- _Your tasks_
1. Reproduce the passage on DCE-MRI word for word, from "Figure 3: 3D" up to and including "(green, <0.1 min-1).".
2. According to the DCE-MRI passage, how much did Ktrans decrease 48 hours after linifanib therapy in the gastric tumor mouse model?

- _Given text_
= = = = = = =

In inflammatory diseases, such as rheumatoid arthritis (RA), the quantitative measurements provided by DCE-MRI enable serial assessment of changes in tissue functional status and provide a biomarker of the extent and magnitude of abnormalities in tissue function. The value of DCE-MRI parameters as early markers of response to treatment was evaluated in RA patients undergoing anti-TNF therapy.18 There was significant decrease in Ktrans after two weeks’ therapy, even though the volume of synovitis change was small in the same timeframe. Similarly, another study in RA patients with biological therapy Ktrans responded 12 and 24 weeks post-therapy.19 In a multicentre clinical trial setting, Ktrans differentiated placebo and fostamatinib from the superior therapy adalimumab.20
In oncology, DCE-MRI has been used extensively to evaluate drug efficacy of monoclonal antibodies and anti-vascular agents. Detecting a vascular response using Ktrans has been the focus of many trials, primarily owing to its sensitivity to changes in vascular permeability within the tumour, a target of anti-angiogenic drugs.21 For example, a decrease in Ktrans of more than 60% from baseline was seen 48 hours post linifanib therapy in a gastric tumour mouse model.22
In early-phase trials, DCE-MRI biomarkers can help inform drug efficacy and dose selection. It can also be useful to help determine the timing of drug use with a combined therapy such as chemotherapy, predict treatment outcome, and to accurately sample the evolution of drug-induced physiological response. An example of this in colorectal cancer showed significant Ktrans knockdown four hours post-bevacizumab treatment that remained sustained until eight days and returned to baseline values by day 12,23 demonstrating not only that early functional changes in the tumour are detectable even when structural changes are not manifest, but also the complexity of the microvascular response of tumours. This information can help inform later phase trial design to define scheduling of imaging relative to drug dosing schemes.
Figure 3: 3D representation of Ktrans in the wrist and metacarpal joints of a RA patient undergoing biological therapy.
Imaging was performed at week 12 and 24 post-therapy. High values of Ktrans (red, > 0.2 min-1) are resolved dramatically through the course of therapy, resulting in predominantly medium (yellow, 0.1-0.2 min-1) to lower Ktrans (green, <0.1 min-1).

= = = = = = =

- _Records supplied_
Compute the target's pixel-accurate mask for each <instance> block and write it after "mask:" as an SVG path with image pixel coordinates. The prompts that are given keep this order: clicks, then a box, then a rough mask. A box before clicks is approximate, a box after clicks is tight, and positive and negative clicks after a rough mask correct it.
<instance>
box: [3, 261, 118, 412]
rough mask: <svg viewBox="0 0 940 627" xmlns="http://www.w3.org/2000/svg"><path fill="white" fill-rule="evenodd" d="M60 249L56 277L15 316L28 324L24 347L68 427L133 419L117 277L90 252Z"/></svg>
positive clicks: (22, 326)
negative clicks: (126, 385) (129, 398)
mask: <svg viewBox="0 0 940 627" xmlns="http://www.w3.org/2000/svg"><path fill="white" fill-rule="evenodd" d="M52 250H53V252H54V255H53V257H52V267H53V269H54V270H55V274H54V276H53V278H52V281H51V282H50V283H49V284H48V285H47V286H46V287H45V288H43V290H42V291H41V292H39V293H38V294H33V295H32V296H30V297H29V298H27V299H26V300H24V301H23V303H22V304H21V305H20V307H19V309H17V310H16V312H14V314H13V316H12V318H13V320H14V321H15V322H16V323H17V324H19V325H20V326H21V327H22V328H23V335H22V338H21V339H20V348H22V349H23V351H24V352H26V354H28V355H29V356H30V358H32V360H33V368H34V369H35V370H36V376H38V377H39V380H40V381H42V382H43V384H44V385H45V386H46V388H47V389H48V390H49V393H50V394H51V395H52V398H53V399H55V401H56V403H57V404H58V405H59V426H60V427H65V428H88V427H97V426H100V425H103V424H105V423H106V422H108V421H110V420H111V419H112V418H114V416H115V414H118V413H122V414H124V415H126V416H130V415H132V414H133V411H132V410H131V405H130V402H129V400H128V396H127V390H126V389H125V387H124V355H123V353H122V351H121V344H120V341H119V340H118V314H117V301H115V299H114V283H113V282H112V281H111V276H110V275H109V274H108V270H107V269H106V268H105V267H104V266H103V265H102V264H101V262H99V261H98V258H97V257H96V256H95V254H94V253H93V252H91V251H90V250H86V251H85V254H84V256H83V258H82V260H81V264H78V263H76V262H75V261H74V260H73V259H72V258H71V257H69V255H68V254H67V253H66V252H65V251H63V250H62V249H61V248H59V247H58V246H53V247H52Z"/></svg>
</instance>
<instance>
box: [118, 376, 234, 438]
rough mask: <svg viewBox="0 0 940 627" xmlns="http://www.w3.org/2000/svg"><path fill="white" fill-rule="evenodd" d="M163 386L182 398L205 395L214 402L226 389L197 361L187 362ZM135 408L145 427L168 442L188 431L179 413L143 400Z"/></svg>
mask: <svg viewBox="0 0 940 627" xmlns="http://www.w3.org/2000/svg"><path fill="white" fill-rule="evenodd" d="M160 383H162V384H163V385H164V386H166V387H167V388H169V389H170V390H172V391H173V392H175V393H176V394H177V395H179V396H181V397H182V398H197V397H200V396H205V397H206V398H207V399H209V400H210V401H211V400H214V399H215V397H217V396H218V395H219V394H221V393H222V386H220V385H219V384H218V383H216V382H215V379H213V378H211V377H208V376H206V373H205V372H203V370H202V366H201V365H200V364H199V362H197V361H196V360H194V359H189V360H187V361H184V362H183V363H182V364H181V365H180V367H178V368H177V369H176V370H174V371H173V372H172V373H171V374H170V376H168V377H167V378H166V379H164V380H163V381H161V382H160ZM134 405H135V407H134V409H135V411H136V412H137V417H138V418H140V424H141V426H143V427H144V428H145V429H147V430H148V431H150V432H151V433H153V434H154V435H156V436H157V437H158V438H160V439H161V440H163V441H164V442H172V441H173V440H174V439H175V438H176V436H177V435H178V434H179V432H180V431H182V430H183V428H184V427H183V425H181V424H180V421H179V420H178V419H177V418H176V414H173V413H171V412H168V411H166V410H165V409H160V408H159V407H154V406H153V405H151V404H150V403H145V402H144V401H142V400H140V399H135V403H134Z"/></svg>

= = = = = = =

- _Responses_
1.
Figure 3: 3D representation of Ktrans in the wrist and metacarpal joints of a RA patient undergoing biological therapy.
Imaging was performed at week 12 and 24 post-therapy. High values of Ktrans (red, > 0.2 min-1) are resolved dramatically through the course of therapy, resulting in predominantly medium (yellow, 0.1-0.2 min-1) to lower Ktrans (green, <0.1 min-1).

2. More than 60% from baseline.